Stored items from a collection:

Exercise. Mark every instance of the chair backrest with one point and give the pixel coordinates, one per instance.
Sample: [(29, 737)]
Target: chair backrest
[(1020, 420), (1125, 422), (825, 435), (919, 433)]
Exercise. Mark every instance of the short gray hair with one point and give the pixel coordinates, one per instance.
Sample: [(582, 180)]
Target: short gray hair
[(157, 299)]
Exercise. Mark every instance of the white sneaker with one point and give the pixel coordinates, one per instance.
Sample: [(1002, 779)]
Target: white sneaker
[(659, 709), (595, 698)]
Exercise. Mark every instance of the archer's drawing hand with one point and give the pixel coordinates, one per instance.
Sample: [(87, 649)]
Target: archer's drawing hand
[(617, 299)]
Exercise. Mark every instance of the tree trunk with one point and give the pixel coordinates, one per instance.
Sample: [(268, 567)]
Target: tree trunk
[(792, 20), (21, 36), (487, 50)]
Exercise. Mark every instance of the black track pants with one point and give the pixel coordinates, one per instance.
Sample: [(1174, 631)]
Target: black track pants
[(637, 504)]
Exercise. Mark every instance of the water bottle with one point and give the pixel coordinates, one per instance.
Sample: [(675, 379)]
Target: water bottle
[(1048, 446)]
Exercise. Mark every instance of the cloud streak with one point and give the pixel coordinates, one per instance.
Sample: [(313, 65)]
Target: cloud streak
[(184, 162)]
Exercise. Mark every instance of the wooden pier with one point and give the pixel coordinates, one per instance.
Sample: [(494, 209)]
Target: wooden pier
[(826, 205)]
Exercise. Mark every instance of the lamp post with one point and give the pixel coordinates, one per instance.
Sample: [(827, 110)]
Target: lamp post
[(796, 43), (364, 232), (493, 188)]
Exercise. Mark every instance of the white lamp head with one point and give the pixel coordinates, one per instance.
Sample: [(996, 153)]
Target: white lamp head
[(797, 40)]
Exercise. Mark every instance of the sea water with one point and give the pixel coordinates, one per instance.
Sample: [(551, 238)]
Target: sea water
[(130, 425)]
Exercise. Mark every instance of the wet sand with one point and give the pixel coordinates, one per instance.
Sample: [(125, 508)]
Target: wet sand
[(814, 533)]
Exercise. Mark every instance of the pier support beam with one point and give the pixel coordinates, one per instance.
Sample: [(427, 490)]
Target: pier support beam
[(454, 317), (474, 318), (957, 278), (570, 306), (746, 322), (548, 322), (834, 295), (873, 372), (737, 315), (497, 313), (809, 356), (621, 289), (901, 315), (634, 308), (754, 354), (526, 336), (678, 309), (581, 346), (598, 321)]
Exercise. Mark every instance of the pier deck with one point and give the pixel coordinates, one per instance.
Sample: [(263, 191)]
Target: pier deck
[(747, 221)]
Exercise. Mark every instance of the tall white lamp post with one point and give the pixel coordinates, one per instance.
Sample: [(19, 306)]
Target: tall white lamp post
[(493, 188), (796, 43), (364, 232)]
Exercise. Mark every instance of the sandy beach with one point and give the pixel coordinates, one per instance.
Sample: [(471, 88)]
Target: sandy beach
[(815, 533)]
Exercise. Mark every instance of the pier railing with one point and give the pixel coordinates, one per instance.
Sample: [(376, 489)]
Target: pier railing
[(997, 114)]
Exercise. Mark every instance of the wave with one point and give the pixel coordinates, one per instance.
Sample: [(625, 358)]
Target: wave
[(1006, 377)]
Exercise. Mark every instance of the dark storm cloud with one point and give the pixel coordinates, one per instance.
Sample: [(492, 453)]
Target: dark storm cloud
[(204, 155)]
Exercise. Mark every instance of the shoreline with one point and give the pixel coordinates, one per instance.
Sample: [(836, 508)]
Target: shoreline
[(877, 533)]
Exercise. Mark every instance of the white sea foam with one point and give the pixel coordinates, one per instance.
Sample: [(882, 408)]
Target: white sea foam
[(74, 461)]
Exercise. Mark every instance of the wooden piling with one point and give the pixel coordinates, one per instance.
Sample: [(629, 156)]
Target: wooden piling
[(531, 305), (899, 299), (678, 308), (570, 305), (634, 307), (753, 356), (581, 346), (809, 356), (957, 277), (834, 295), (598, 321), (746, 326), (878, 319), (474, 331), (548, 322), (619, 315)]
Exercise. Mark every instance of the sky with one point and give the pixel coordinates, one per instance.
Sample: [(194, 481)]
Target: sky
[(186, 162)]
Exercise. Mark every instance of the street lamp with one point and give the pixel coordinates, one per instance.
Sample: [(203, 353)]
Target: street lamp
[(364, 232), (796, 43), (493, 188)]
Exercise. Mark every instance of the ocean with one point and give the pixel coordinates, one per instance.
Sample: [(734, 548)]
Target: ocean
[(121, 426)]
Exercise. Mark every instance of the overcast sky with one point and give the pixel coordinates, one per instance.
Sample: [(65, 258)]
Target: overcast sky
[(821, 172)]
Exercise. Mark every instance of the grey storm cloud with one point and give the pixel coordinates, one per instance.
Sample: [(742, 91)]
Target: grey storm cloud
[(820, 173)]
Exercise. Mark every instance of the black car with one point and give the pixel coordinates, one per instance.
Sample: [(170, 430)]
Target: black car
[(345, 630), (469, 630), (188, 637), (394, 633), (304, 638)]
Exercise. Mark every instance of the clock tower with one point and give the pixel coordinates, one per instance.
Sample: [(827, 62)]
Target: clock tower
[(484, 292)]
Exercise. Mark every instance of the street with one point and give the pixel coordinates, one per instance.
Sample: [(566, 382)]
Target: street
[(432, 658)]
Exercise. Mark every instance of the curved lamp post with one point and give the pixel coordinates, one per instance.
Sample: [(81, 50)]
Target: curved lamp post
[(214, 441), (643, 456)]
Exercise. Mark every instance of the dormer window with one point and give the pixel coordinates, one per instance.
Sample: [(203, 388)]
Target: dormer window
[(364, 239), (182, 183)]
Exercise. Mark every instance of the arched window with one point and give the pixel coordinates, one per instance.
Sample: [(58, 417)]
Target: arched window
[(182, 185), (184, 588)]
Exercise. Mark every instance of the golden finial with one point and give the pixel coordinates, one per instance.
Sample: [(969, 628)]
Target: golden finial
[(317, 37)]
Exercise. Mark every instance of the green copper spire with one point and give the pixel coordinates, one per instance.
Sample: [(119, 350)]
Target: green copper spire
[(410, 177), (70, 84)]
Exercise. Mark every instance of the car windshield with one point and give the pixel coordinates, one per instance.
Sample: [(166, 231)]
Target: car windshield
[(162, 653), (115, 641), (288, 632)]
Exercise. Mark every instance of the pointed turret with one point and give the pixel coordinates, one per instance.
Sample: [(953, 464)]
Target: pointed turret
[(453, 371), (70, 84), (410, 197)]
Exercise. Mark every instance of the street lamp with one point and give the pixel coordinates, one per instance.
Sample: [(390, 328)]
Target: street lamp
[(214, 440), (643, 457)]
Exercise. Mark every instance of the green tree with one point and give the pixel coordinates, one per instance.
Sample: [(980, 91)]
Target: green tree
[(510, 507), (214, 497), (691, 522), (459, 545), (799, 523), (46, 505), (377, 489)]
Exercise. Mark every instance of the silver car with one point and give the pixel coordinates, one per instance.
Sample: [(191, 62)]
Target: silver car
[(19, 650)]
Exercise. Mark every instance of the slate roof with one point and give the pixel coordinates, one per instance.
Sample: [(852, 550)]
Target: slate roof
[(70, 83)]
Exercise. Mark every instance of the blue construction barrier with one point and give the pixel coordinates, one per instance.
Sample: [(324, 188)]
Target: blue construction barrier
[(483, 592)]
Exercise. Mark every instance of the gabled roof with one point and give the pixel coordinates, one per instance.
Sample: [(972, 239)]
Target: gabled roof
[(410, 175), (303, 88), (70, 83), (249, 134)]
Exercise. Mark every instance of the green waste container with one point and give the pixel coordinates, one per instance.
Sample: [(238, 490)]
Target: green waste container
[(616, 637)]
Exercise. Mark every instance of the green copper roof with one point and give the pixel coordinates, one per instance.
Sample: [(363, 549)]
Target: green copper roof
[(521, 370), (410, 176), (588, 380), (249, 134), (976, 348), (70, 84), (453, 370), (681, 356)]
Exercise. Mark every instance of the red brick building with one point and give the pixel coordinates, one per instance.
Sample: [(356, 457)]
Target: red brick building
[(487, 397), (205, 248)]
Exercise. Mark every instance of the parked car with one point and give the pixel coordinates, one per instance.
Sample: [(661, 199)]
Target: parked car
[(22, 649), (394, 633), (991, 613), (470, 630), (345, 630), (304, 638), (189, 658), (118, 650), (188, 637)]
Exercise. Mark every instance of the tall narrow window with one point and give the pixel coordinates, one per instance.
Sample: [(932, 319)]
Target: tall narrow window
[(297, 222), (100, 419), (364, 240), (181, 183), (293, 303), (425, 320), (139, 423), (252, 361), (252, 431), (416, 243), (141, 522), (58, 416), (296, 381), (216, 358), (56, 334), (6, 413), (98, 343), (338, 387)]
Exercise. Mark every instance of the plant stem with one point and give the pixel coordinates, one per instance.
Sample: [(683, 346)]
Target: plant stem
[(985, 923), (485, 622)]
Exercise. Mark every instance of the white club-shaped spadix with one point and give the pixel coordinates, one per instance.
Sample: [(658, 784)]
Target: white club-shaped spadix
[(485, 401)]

Task prompt: Return word for word the lines above from the line with "Exercise. Mark every instance of the lamp" to the line with "Exercise. Mark every instance of the white lamp", including both and leaving out all others.

Exercise response:
Exercise. Mark every instance of the lamp post with one point and give the pixel coordinates, one per instance.
Sample: [(827, 110)]
Target: lamp post
[(796, 43), (364, 232), (493, 188)]
Exercise. Mark every instance of the white lamp head with one point and give the pixel coordinates, one per instance.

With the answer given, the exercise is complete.